> What is needed
The line that holds "Place a marker on the front" marks the start. Return it and each following line through the end of the data, unchanged.

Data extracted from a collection
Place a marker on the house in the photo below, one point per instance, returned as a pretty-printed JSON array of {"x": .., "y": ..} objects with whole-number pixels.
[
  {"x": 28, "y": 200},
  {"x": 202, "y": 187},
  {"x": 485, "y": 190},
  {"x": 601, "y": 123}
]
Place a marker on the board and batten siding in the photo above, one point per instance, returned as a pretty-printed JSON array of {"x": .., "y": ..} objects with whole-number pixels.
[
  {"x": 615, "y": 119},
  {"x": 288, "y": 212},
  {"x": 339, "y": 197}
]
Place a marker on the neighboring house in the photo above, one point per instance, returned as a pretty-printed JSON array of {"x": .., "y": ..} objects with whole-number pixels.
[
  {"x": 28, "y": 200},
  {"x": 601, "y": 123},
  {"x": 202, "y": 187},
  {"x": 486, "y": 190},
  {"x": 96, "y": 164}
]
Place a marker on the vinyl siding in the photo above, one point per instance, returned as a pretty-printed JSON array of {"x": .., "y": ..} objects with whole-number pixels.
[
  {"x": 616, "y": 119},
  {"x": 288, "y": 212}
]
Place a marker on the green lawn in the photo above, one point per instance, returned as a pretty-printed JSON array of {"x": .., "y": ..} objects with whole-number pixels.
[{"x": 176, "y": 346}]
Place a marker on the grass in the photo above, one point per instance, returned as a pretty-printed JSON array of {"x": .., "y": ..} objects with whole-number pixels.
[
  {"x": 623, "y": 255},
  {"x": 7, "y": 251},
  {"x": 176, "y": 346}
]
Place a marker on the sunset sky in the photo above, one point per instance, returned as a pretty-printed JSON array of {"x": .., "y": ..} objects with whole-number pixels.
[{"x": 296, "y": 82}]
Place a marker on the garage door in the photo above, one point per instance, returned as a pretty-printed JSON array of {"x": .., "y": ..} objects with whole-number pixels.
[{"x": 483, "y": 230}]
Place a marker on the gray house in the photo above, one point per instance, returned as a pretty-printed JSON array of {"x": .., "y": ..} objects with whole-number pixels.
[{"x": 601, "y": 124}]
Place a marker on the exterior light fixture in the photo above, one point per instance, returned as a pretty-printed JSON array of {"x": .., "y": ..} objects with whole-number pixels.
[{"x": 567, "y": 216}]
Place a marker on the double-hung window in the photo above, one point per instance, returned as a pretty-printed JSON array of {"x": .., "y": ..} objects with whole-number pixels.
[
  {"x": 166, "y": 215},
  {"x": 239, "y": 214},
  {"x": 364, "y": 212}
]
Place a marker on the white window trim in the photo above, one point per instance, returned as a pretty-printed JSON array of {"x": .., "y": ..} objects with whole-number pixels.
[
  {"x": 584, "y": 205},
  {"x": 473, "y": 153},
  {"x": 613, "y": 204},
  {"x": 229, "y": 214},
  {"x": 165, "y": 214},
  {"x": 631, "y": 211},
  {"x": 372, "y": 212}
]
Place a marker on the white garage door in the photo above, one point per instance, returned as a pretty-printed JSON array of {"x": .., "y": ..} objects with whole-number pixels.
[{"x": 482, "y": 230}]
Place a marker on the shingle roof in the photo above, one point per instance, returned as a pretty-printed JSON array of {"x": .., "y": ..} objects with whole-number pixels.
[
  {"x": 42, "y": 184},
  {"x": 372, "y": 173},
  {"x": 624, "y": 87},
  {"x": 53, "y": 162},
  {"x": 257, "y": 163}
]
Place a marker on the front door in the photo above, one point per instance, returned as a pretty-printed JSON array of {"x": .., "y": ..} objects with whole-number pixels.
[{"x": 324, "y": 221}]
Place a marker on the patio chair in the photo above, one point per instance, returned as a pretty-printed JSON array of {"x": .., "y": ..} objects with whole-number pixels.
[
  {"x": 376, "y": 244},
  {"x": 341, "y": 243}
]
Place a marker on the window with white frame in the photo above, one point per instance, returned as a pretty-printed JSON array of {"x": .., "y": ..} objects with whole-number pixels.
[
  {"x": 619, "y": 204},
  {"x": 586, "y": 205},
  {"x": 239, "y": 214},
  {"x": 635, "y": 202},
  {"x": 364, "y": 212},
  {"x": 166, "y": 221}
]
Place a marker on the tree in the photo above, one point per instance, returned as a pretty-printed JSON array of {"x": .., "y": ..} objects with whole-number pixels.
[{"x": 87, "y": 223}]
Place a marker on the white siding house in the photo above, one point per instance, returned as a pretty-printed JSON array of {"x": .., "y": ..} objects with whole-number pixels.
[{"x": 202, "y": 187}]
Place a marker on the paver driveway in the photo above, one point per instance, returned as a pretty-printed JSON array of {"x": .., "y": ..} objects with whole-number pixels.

> Response box
Place a marker on the front door in the photo above, one point per instance, returned as a pretty-printed JSON array of {"x": .., "y": ..} objects with whole-number pixels.
[{"x": 324, "y": 221}]
Place a marker on the patio chair in the photo above, one point per instance, returned as a pretty-printed JSON array of {"x": .., "y": ..} objects with whole-number pixels.
[
  {"x": 376, "y": 244},
  {"x": 341, "y": 243}
]
Place a marker on the window with white frame in the photo above, one point per instance, returned as a pretty-printed JSON array of {"x": .., "y": ..} objects with whole-number pixels.
[
  {"x": 619, "y": 204},
  {"x": 586, "y": 205},
  {"x": 239, "y": 214},
  {"x": 635, "y": 202},
  {"x": 364, "y": 212},
  {"x": 166, "y": 221}
]
Place a marker on the tree in the photo above, one point per instance, returned as a pretty-printed JSON array of {"x": .., "y": ..} objects with whole-number pixels.
[{"x": 87, "y": 223}]
Place a marker on the white siding house in the photo above, one point per instance, returned as a pretty-printed JSON array of {"x": .., "y": ..} objects with whole-number pixels.
[{"x": 202, "y": 187}]
Place a marker on the paver driveway in the photo above, one point per instance, returned as a pretty-printed JSON array of {"x": .., "y": ..} objects with whole-number pixels.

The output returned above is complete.